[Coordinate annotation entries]
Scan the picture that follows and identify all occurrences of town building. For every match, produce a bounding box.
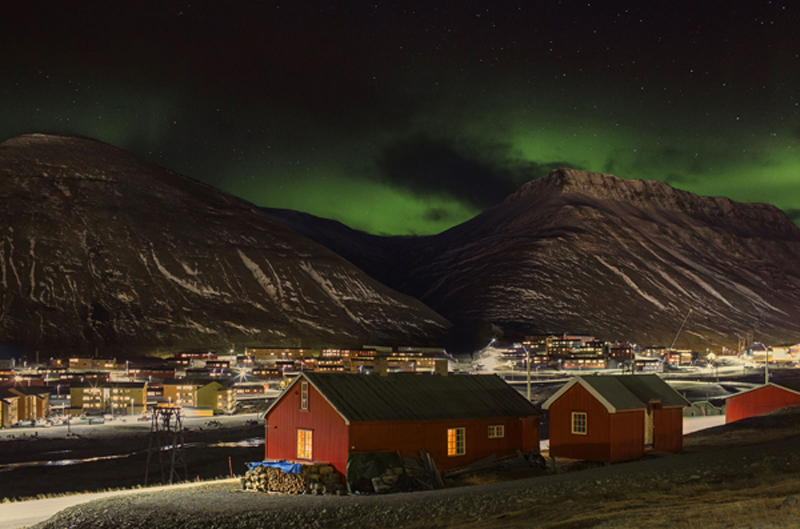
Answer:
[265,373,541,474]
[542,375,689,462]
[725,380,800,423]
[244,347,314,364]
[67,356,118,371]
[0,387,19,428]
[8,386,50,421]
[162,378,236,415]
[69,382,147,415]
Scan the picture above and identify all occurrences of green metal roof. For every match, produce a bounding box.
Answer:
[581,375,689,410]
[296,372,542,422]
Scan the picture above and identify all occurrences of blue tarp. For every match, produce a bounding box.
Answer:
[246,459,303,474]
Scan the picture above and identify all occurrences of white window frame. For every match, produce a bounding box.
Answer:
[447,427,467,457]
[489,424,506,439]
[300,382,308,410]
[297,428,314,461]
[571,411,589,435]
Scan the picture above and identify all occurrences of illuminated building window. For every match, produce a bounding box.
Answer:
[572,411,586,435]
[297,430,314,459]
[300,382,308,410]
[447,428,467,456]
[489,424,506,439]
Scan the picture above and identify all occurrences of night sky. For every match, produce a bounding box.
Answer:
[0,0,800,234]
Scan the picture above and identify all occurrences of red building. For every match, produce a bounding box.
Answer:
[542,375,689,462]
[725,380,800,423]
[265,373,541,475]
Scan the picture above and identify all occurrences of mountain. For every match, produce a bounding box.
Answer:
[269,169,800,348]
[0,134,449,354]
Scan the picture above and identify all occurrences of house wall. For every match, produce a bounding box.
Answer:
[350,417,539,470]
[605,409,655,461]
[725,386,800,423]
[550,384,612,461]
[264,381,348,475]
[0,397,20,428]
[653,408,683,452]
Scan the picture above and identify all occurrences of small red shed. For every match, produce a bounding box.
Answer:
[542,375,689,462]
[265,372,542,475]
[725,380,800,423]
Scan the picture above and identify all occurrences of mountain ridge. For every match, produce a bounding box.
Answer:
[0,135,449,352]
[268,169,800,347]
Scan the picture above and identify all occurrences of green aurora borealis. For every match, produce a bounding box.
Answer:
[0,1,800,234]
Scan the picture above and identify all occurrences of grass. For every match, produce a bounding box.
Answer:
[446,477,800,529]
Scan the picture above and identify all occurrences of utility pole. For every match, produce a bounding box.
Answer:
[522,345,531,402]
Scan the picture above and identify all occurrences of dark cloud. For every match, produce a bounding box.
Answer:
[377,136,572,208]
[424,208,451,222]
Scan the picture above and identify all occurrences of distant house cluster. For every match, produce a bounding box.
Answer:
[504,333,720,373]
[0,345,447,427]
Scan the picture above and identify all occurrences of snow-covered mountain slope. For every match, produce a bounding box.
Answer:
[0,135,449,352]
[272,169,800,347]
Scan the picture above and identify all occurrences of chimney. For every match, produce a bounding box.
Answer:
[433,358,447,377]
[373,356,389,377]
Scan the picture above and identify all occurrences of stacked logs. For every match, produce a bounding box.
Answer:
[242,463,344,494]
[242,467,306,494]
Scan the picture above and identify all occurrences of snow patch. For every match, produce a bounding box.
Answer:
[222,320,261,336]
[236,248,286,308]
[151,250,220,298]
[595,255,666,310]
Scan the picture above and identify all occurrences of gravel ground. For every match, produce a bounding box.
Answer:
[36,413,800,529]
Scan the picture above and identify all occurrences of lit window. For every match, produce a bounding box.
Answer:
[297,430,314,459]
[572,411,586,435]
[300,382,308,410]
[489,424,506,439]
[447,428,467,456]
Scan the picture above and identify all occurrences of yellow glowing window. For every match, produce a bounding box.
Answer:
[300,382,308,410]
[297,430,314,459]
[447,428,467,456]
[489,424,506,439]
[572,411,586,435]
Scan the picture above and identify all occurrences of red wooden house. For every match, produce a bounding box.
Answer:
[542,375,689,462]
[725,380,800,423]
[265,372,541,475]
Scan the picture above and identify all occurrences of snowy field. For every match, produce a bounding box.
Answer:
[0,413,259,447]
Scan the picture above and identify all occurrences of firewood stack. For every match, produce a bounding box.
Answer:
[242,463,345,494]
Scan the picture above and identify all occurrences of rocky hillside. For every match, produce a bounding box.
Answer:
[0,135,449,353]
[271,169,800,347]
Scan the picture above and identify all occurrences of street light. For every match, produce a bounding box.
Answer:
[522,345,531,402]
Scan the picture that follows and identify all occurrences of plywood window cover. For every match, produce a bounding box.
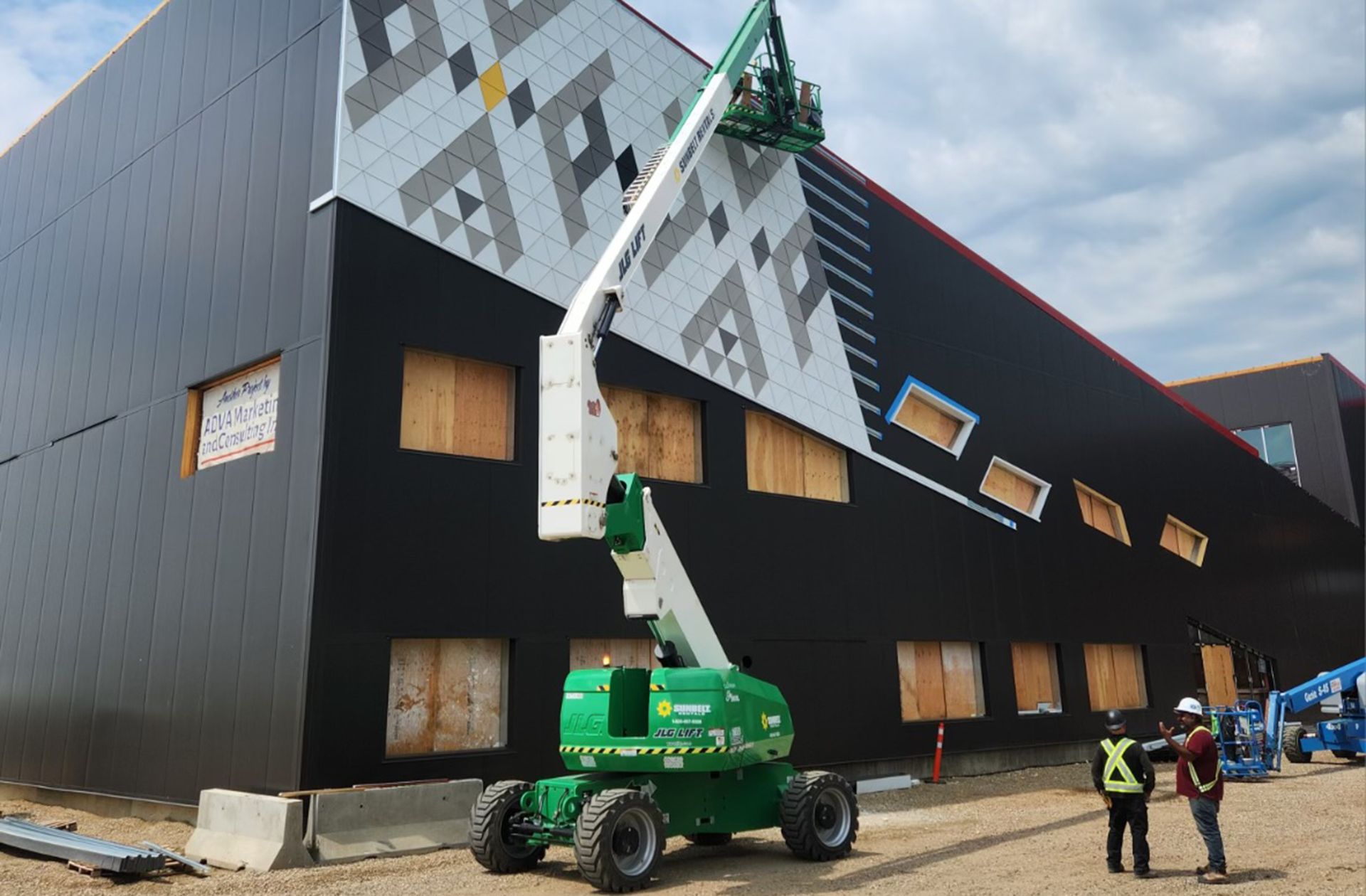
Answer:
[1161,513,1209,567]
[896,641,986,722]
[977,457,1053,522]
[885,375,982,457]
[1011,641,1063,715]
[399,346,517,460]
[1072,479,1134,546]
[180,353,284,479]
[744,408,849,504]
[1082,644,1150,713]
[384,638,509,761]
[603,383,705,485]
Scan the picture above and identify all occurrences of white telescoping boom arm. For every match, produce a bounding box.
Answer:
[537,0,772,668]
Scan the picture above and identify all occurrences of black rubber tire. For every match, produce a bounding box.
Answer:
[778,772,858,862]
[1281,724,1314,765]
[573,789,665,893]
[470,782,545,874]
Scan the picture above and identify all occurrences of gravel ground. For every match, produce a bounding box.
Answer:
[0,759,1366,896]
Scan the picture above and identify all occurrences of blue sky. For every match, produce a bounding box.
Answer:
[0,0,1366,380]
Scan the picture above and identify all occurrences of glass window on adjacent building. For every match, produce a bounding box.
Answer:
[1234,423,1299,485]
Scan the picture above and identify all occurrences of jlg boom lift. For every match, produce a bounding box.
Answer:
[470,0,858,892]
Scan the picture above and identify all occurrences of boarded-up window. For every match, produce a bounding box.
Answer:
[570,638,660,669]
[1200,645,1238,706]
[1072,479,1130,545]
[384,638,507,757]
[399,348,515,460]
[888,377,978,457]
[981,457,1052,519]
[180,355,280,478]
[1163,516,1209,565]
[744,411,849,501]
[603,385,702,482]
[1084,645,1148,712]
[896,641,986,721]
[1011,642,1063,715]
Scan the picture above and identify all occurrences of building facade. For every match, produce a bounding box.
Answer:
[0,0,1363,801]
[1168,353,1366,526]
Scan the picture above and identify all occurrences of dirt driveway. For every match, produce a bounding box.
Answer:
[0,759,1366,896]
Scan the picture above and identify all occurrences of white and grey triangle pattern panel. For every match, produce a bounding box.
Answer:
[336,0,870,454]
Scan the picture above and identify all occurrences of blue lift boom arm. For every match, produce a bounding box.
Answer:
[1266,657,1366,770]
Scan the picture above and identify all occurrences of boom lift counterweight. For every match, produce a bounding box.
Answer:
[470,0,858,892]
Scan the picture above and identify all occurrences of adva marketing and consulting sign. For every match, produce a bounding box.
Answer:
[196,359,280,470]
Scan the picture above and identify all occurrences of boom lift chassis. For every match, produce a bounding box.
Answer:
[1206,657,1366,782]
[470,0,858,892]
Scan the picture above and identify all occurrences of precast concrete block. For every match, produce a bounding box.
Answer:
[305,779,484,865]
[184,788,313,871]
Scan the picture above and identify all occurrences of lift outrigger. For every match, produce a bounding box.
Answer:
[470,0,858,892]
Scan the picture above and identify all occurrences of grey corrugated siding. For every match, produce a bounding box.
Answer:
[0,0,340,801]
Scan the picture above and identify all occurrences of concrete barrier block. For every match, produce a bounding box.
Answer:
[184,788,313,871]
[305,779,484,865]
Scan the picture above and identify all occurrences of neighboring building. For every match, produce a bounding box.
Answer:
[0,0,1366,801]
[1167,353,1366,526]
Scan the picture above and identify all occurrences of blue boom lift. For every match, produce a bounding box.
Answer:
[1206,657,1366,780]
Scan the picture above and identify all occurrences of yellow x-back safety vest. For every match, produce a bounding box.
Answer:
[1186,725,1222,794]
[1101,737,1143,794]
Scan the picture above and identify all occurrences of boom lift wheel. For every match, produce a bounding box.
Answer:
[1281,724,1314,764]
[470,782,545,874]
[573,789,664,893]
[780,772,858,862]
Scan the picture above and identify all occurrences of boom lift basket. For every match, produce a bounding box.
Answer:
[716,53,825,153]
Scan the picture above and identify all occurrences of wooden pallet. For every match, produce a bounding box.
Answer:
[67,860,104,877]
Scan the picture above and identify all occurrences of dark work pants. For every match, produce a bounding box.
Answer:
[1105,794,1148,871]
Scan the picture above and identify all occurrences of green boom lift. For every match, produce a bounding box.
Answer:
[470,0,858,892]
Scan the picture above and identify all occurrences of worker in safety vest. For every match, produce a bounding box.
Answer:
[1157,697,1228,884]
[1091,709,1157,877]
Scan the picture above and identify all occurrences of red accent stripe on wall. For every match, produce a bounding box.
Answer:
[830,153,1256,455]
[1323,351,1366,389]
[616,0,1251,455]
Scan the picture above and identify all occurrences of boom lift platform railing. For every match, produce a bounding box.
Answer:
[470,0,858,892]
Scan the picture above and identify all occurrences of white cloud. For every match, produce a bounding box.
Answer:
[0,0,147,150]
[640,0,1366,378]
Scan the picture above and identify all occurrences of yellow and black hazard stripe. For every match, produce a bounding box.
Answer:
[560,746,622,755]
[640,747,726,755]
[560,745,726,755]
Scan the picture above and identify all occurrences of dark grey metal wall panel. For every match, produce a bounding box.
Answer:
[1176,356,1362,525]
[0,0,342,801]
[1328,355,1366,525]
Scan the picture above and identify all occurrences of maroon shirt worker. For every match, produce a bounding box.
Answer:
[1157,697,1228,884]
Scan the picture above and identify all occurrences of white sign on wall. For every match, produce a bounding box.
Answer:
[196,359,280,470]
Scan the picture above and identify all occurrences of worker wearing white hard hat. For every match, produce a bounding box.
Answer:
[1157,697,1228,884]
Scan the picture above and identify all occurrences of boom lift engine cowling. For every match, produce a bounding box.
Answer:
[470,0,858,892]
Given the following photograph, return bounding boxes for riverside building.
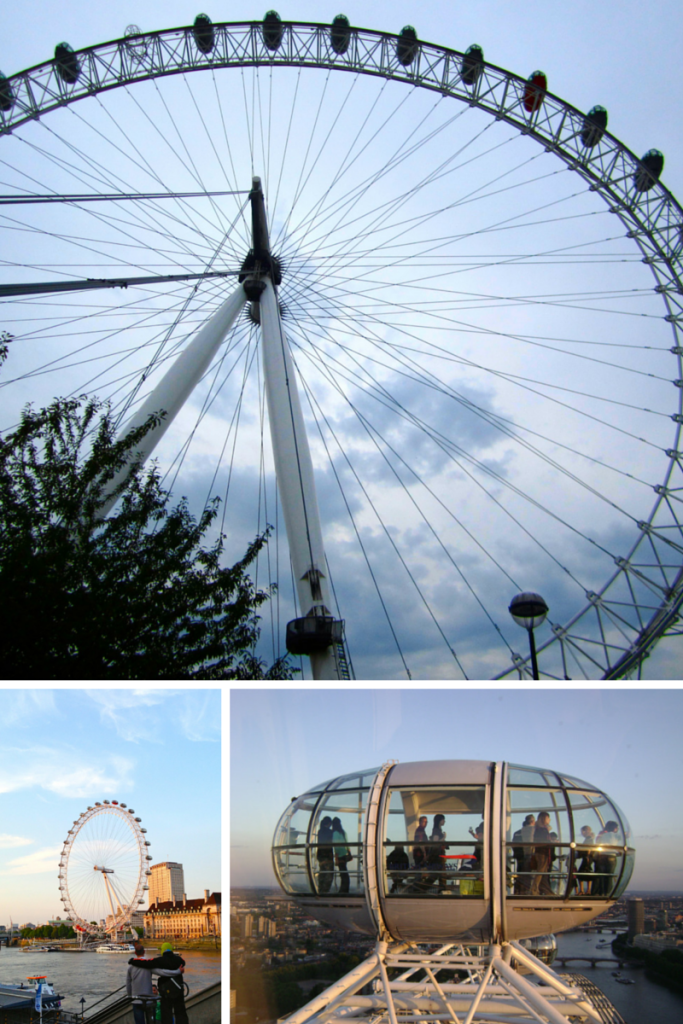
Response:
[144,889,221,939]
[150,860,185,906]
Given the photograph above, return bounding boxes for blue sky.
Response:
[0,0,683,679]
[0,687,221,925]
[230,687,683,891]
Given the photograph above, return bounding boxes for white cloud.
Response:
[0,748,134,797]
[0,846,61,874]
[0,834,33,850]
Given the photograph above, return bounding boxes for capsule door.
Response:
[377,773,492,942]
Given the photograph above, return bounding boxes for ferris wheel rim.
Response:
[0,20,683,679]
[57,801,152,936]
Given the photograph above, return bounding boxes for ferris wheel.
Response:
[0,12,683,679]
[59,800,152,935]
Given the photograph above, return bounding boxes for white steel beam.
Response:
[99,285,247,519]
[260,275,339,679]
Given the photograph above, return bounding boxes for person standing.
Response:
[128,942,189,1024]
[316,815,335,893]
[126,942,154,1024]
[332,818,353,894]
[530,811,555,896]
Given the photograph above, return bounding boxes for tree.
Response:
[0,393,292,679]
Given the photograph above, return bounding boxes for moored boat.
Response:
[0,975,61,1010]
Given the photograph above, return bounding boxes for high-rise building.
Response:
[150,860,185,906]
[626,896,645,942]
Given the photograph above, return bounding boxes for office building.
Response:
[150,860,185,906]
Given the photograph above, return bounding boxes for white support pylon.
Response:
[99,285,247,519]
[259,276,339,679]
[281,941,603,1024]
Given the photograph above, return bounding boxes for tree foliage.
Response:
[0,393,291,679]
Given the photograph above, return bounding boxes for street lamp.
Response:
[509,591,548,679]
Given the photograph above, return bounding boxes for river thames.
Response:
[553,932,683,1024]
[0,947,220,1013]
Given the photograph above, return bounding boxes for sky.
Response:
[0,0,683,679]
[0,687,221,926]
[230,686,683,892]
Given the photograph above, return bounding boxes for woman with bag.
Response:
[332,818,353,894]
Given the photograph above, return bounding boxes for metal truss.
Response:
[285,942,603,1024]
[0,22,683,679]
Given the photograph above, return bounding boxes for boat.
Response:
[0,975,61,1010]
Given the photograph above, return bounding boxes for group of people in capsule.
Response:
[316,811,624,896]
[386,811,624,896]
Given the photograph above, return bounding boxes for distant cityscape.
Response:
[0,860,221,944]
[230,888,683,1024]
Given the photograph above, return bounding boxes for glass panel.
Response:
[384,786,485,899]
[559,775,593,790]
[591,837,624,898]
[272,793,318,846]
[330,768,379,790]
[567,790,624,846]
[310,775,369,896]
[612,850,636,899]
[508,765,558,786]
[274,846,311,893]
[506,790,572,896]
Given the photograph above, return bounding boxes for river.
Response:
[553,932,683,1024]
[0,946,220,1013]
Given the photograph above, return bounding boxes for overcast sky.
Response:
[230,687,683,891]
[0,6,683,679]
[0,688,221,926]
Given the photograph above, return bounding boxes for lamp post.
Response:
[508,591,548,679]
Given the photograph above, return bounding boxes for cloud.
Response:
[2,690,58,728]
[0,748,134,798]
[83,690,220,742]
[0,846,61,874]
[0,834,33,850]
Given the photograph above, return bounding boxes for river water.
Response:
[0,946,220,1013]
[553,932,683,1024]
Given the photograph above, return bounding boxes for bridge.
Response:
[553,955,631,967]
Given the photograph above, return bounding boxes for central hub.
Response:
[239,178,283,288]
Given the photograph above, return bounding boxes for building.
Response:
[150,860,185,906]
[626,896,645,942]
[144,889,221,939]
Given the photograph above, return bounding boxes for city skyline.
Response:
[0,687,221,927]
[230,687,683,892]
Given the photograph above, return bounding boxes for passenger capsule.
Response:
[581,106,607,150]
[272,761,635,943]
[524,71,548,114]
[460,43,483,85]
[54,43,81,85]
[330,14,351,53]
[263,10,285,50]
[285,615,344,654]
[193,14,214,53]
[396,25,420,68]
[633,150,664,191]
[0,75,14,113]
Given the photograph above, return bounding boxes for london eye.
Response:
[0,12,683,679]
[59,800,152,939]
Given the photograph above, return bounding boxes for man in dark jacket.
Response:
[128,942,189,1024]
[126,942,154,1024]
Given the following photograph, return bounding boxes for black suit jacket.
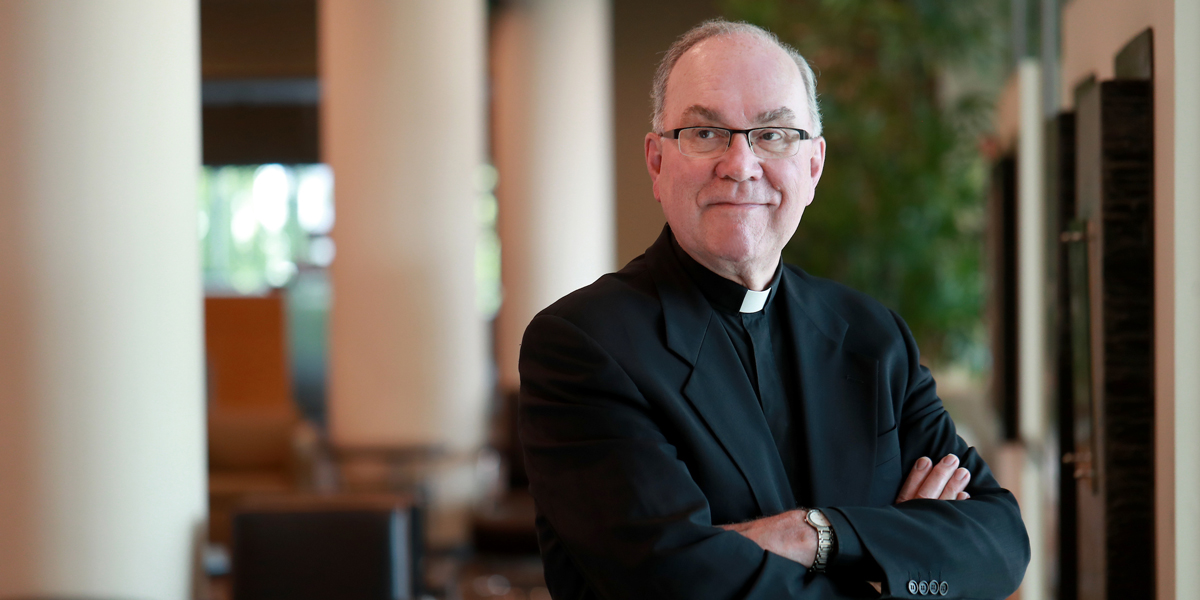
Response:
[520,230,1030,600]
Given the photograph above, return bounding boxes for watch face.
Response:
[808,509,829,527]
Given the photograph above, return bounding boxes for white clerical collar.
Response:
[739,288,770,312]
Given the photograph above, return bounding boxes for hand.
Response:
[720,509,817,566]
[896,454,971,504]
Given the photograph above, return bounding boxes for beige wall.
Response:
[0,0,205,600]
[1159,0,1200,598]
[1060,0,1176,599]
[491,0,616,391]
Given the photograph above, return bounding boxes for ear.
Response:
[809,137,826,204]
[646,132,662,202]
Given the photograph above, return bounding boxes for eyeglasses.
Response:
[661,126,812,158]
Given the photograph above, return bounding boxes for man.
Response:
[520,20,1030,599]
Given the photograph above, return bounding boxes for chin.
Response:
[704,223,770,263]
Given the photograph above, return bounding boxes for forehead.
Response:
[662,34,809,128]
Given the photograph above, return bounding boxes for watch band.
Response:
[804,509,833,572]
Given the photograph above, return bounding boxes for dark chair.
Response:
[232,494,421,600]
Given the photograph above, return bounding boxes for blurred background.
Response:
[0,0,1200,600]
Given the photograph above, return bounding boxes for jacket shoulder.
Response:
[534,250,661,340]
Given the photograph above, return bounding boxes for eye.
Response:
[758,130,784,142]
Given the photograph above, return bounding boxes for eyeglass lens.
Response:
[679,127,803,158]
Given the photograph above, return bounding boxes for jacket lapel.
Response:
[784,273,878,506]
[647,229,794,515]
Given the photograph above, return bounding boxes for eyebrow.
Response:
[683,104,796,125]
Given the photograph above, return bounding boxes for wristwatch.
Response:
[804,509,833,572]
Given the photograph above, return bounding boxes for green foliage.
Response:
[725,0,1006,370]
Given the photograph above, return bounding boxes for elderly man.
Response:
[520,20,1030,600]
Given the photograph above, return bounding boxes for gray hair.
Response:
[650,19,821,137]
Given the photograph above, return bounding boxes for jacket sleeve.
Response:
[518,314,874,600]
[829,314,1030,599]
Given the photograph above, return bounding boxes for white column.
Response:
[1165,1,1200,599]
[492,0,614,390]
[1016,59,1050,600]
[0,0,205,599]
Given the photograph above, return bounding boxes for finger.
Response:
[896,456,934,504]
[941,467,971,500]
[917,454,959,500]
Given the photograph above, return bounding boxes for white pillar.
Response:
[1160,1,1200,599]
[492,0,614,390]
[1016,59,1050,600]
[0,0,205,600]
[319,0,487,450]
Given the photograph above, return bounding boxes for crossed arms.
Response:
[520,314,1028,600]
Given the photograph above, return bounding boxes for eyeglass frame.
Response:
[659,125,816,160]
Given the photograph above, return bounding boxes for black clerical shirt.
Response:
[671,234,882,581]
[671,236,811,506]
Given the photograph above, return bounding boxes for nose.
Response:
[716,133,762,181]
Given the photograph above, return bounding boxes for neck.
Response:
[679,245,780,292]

- INSTRUCTIONS FOR THE TASK:
Print the lines of the material above without any changes, from the line containing "Given the photograph above, return bounding boxes for bridge." through the line containing "[230,687,683,892]", with both of those lines included.

- CORRECT RESULT:
Given the photograph above, return bounding boxes for bridge.
Response:
[553,955,631,967]
Given the photograph above, return bounding boxes for central hub.
Response:
[239,178,283,288]
Given the photograph above, return bounding boxes for building.
Response:
[150,860,185,906]
[626,896,645,942]
[144,889,221,939]
Given the photograph above, return bounding boxes for city skyline.
Response:
[0,687,221,927]
[230,687,683,892]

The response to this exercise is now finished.